• **OBIETTIVO DELL'ESERCIZIO**: Ricopia senza modifiche il passo del brano sulla longevità che inizia con le parole «L’intestino può condizionare» e si ferma dopo «90 anni inoltrati.».

• **BRANO DI LETTURA**:
Longevità, come ha fatto la signora Maria a festeggiare 117 anni


«Studiami, impara da me» aveva detto Maria Branyas Morera al medico che la seguiva. E così è stato fatto. Per anni campioni di sangue, saliva, urina e feci sono stati prelevati dalla 117enne spagnola morta nel 2024. Svelando così i segreti della sua longevità, pubblicati in uno studio sulla rivista Cell Reports Medicine. Una quotidianità fatta di passeggiate di un’ora e tre yogurt al giorno, che insieme a una serie di caratteristiche fisiologiche le hanno fatto raggiungere l’età da record. Gli studi condotti a Barcellona dal gruppo di ricerca dell’istituto Josep Carreras hanno mostrato come nella donna ci fosse una marcata differenza tra l’età anagrafica e quella biologica. Un corpo più giovane di almeno 23 anni, secondo le stime del responsabile dell’equipe medica, Manel Esteller.
Il super sistema immunitario
La donna poteva contare su un sistema immunitario in grado di «ricordare» le infezioni passate, e allo stesso tempo tutelarsi da reazioni autoimmuni: «Le sue cellule erano ancora molto efficienti nell’attaccare i microrganismi, ma allo stesso tempo non attaccavano i suoi tessuti», ha spiegato Esteller, il ricercatore che ha guidato lo studio. Dopo aver superato la pandemia di influenza del 1918, la donna era guarita dal Covid a 113 anni ed è morta lasciando due figlie ultra novantenni.
Il microbiota intestinale «di un adolescente»
L’intestino può condizionare la vita a tal punto da essere soprannominato il «secondo cervello». Non a caso quello di Maria Morera, confrontato con campioni di altri anziani fino a 91 anni, era più simile a quello di un adolescente che di un ultracentenario. Colesterolo al minimo, così come i trigliceridi, e una flora batterica attiva e in salute. Merito probabilmente dei ben 3 yogurt al giorno che la donna era solita consumare. In più ha sempre detto di non aver mai fumato né bevuto, e di aver camminato un’ora al giorno almeno fino ai 90 anni inoltrati.

• **DATI FORNITI**:
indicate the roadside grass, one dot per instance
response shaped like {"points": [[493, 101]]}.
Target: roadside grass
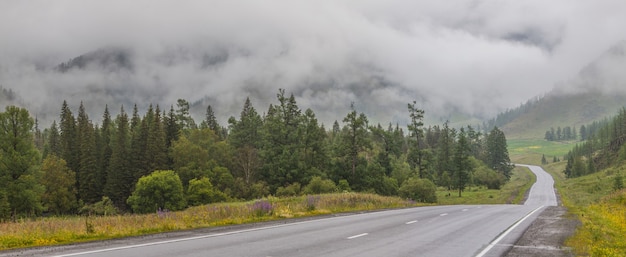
{"points": [[600, 208], [529, 151], [64, 230], [512, 192]]}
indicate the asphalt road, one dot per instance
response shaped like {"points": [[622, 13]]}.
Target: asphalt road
{"points": [[463, 230]]}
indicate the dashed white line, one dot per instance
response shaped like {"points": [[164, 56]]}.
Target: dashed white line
{"points": [[357, 236], [506, 232]]}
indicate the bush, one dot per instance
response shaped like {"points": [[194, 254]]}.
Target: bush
{"points": [[201, 191], [489, 178], [388, 186], [105, 207], [420, 190], [290, 190], [320, 186], [162, 189], [344, 186]]}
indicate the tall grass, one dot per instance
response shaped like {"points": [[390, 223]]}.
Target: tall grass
{"points": [[62, 230], [600, 208], [512, 192]]}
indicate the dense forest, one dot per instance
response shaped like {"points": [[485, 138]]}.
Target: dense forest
{"points": [[603, 146], [78, 165]]}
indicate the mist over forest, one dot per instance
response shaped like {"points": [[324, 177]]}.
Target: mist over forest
{"points": [[463, 61]]}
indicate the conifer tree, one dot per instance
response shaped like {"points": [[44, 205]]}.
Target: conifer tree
{"points": [[69, 138], [20, 188], [416, 134], [89, 188], [156, 150], [245, 137], [462, 164], [355, 140], [120, 179], [497, 153], [53, 146]]}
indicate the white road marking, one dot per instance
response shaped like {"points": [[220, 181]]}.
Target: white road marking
{"points": [[357, 236], [506, 232]]}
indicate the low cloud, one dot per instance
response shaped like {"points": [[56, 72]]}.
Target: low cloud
{"points": [[477, 57]]}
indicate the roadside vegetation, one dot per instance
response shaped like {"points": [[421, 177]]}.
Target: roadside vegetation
{"points": [[72, 229], [79, 181], [590, 181]]}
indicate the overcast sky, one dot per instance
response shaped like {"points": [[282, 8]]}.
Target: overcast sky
{"points": [[476, 56]]}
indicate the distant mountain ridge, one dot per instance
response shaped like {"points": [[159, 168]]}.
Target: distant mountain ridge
{"points": [[597, 92]]}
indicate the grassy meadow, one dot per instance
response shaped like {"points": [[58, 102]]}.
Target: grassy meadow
{"points": [[592, 199], [63, 230]]}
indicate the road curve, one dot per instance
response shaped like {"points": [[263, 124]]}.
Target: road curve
{"points": [[460, 230]]}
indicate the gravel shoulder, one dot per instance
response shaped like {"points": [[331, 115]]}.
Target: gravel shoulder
{"points": [[547, 234]]}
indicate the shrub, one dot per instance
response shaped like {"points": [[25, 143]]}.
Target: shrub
{"points": [[290, 190], [201, 191], [344, 186], [105, 207], [320, 186], [489, 178], [420, 190], [160, 190]]}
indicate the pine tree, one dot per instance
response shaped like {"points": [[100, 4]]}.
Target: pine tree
{"points": [[19, 174], [416, 134], [497, 153], [69, 138], [355, 139], [104, 148], [462, 163], [245, 138], [120, 179], [53, 147], [282, 147], [156, 149], [89, 188]]}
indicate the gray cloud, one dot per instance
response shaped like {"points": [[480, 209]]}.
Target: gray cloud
{"points": [[478, 57]]}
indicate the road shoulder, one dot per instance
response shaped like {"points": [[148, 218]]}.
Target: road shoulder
{"points": [[546, 235]]}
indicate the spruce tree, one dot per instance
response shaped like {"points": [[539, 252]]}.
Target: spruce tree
{"points": [[462, 164], [416, 134], [89, 188], [497, 153], [20, 188], [120, 179]]}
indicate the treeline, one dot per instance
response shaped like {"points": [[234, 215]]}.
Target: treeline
{"points": [[80, 165], [567, 133], [509, 115], [603, 146]]}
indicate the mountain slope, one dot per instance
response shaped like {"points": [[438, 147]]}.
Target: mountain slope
{"points": [[597, 92]]}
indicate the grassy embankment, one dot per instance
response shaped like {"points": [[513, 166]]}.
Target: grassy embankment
{"points": [[62, 230], [590, 199]]}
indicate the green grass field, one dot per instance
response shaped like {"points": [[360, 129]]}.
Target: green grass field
{"points": [[512, 192]]}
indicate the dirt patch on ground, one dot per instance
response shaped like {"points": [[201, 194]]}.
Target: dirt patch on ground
{"points": [[546, 235]]}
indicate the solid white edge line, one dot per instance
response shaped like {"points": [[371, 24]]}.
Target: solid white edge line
{"points": [[506, 232], [199, 237], [357, 236]]}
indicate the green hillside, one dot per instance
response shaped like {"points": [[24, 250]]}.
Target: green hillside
{"points": [[560, 110]]}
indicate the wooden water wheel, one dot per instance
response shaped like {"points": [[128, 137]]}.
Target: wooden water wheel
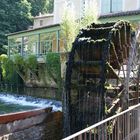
{"points": [[102, 75]]}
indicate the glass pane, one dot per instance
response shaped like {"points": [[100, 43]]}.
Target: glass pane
{"points": [[30, 45], [62, 43], [116, 5], [15, 46], [47, 43], [105, 6]]}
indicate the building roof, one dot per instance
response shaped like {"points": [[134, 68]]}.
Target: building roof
{"points": [[127, 13], [30, 30], [43, 16]]}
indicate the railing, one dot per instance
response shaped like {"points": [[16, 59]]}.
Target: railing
{"points": [[123, 126]]}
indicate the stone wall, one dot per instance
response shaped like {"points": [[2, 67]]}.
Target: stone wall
{"points": [[31, 125]]}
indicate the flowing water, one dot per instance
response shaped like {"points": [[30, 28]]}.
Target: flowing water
{"points": [[14, 103]]}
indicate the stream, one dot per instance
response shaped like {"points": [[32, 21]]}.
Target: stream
{"points": [[13, 103]]}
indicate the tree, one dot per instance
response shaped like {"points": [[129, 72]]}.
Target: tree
{"points": [[41, 6], [70, 26]]}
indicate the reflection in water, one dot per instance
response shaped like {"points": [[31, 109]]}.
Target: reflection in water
{"points": [[14, 103]]}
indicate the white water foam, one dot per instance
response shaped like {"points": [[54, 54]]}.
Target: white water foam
{"points": [[30, 101]]}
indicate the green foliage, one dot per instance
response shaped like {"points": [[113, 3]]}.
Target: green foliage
{"points": [[17, 64], [70, 26], [7, 67], [53, 66]]}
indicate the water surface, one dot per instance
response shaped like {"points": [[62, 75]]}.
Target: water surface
{"points": [[14, 103]]}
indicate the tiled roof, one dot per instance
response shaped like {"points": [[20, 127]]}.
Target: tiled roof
{"points": [[126, 13]]}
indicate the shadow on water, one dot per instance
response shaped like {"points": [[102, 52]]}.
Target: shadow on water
{"points": [[15, 103]]}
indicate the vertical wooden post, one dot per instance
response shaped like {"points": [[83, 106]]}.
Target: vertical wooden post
{"points": [[57, 40], [22, 44], [8, 47], [38, 47]]}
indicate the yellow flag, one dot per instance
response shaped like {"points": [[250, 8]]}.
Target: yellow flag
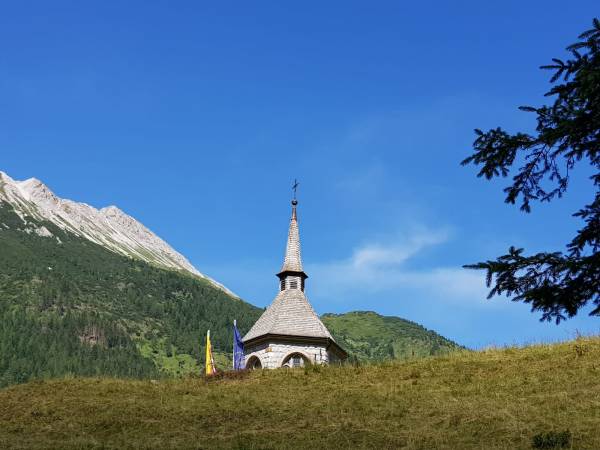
{"points": [[210, 362]]}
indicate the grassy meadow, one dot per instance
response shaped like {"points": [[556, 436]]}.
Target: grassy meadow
{"points": [[492, 399]]}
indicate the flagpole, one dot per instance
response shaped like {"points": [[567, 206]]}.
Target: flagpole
{"points": [[233, 361]]}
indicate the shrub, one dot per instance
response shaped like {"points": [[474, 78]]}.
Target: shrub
{"points": [[552, 439]]}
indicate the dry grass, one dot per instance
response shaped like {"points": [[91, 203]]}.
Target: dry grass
{"points": [[494, 399]]}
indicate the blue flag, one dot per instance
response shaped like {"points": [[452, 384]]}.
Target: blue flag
{"points": [[238, 349]]}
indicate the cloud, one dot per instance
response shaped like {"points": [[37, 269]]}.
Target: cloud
{"points": [[384, 267]]}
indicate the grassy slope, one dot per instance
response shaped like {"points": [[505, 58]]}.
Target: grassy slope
{"points": [[371, 337], [495, 399]]}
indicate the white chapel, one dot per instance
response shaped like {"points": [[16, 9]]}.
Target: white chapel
{"points": [[289, 333]]}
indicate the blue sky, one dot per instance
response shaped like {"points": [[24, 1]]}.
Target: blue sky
{"points": [[195, 118]]}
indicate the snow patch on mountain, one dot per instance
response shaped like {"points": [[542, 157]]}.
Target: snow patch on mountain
{"points": [[109, 227]]}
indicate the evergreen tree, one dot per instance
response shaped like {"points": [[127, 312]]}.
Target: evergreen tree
{"points": [[557, 284]]}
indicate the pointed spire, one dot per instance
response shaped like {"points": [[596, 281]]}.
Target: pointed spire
{"points": [[293, 258]]}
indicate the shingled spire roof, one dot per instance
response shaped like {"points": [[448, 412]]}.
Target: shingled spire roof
{"points": [[290, 314]]}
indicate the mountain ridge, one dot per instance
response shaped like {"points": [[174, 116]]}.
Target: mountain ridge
{"points": [[109, 226]]}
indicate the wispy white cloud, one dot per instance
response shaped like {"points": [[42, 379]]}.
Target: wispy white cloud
{"points": [[384, 266]]}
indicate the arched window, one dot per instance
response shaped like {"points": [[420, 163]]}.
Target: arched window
{"points": [[295, 360], [253, 363]]}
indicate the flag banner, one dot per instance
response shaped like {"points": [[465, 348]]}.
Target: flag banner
{"points": [[210, 362], [238, 349]]}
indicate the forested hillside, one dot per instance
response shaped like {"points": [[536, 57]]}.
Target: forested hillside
{"points": [[368, 336], [69, 306]]}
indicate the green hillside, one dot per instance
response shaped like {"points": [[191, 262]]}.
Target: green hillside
{"points": [[369, 336], [76, 308], [71, 307], [515, 398]]}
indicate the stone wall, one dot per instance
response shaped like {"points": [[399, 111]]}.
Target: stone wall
{"points": [[272, 354]]}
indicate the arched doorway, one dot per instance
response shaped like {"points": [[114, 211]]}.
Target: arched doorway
{"points": [[295, 359], [253, 363]]}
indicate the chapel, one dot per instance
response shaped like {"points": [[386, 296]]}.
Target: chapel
{"points": [[289, 333]]}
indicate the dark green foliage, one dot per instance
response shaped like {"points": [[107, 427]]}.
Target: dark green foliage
{"points": [[368, 336], [552, 439], [568, 131], [76, 308]]}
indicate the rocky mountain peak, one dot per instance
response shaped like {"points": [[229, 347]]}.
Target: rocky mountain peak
{"points": [[109, 226]]}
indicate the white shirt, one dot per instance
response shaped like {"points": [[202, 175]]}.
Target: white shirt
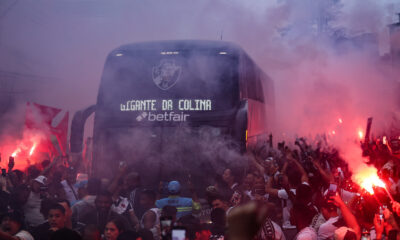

• **SOLUZIONE DELL'ESERCIZIO**:
L’intestino può condizionare la vita a tal punto da essere soprannominato il «secondo cervello». Non a caso quello di Maria Morera, confrontato con campioni di altri anziani fino a 91 anni, era più simile a quello di un adolescente che di un ultracentenario. Colesterolo al minimo, così come i trigliceridi, e una flora batterica attiva e in salute. Merito probabilmente dei ben 3 yogurt al giorno che la donna era solita consumare. In più ha sempre detto di non aver mai fumato né bevuto, e di aver camminato un’ora al giorno almeno fino ai 90 anni inoltrati.